> _Set exercise_
Rescale the stretch of rows from the line containing "Task: point to every instance of the white check" through the line containing "[[23, 95], [102, 78]]", both included, and reproduce only those lines with each request kept as it stands. Multiply every x and y point coordinate in the answers by 1.25 and round each to a whole number, rounding halves up.

> _Given data_
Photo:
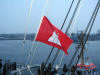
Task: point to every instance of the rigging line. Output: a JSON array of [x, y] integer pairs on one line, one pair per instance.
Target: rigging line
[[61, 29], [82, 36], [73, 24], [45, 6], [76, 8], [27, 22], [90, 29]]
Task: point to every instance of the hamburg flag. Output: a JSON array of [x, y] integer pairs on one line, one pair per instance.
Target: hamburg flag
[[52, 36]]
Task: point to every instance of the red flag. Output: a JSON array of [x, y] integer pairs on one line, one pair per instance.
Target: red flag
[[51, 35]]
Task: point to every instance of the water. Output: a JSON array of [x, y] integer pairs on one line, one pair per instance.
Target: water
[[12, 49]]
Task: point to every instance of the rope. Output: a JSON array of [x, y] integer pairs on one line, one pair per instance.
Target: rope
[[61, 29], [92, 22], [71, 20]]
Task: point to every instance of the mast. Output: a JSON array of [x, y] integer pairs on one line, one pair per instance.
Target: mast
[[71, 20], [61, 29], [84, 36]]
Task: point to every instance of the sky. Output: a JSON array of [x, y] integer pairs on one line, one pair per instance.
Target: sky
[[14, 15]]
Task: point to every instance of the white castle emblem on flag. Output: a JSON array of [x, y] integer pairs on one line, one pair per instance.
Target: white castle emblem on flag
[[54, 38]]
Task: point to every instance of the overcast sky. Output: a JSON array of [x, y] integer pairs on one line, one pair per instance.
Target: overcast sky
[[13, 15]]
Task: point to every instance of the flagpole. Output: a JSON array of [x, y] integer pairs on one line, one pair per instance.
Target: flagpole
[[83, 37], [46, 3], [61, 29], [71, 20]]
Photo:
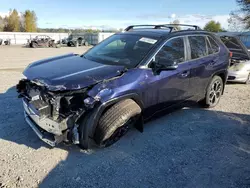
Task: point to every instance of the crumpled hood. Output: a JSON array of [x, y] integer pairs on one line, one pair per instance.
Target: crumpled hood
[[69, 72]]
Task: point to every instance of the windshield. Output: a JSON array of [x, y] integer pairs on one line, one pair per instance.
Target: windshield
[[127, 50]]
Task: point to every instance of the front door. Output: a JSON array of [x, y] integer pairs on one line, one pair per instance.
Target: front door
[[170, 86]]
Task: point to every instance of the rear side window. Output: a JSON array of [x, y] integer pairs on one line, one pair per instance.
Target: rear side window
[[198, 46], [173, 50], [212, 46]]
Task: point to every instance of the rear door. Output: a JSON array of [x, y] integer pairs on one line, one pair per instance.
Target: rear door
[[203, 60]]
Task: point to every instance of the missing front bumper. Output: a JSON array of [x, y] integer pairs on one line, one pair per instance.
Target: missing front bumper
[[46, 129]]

---

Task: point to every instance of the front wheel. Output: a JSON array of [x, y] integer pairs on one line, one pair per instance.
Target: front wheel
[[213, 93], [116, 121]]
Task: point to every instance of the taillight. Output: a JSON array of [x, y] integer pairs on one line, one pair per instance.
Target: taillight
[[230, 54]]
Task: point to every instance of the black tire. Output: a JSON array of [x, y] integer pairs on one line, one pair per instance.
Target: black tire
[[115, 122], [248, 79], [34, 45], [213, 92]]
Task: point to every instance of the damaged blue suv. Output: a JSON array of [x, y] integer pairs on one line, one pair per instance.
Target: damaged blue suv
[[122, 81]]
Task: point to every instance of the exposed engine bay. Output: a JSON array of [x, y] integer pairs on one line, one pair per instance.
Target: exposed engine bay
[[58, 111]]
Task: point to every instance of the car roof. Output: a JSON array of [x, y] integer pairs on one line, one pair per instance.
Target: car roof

---

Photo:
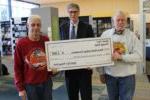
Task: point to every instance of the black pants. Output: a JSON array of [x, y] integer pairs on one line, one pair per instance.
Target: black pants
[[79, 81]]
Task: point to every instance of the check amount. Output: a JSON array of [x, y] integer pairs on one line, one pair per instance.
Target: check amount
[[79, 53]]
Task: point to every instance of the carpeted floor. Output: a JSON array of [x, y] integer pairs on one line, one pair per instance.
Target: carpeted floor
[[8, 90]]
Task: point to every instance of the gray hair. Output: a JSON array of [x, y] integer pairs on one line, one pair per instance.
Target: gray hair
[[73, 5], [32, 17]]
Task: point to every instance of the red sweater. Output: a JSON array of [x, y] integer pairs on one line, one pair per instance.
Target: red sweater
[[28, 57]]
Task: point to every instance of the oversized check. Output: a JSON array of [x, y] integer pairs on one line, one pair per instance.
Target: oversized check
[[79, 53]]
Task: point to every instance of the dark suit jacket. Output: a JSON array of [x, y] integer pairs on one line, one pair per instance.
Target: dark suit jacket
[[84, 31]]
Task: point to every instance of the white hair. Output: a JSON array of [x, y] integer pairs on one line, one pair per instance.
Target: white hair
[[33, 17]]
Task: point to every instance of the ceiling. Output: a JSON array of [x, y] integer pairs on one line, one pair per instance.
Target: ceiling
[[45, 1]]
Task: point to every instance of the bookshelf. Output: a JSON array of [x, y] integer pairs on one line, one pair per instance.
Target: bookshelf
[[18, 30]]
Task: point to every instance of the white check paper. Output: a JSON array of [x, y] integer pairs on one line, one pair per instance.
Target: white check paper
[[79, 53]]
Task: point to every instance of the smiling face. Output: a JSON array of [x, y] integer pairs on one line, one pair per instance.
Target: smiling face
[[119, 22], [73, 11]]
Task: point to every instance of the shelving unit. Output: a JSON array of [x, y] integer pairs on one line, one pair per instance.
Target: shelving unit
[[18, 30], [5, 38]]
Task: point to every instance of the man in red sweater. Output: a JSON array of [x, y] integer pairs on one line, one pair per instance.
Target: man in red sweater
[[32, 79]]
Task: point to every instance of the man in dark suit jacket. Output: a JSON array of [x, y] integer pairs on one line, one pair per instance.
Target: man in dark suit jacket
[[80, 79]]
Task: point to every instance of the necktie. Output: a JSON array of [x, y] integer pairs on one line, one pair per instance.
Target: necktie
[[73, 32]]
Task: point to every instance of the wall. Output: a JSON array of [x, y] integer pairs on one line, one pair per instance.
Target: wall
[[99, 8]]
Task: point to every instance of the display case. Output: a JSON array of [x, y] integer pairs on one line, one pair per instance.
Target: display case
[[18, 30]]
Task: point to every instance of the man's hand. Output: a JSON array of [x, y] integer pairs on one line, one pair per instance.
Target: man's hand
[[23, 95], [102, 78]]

> _Completed task_
Task: point to every instance of the white check paper. Output: a JSON array of [x, y] integer pairs on one line, one pair per instance.
Target: white check paper
[[99, 66]]
Task: point to every instance of the smiling face. Output: a JSON array of [x, y] integer pairs on one line, one pair per instance.
Target: smiling face
[[149, 28], [91, 14]]
Task: point to every instance of the shelving unit. Output: a JSON array of [x, y] integer pairs on one line, one pair per instance.
Target: shelving unit
[[23, 38], [6, 48]]
Task: point to every instance of the man in red sweater. Output: a JSON array of [x, y] integer pairs on one line, one pair per instance.
Target: man in red sweater
[[40, 99]]
Task: point to every instance of the man in dark suit jacket. Output: a JSON array of [x, y] integer pairs on one line, one pair per instance.
Target: man in dark suit jacket
[[100, 99]]
Task: point to every instance of the necktie. Output: a JSON array of [x, y] integer pairs on one line, one pair per instance.
Target: necktie
[[91, 40]]
Task: point to every instance of the wall. Output: a JSON array of [x, y] integer pairs on one line, one pair per instance.
Target: wall
[[124, 10]]
Task: point to every instance of the display case. Output: a JSON array of [x, y] integer pairs on one line, one pair per instance.
Target: display case
[[23, 38]]
Task: point to every instance of the man's hand. Output: a JSON array of [x, y] integer pairs on one line, one pair per instance.
Target: man's hand
[[29, 119], [128, 98]]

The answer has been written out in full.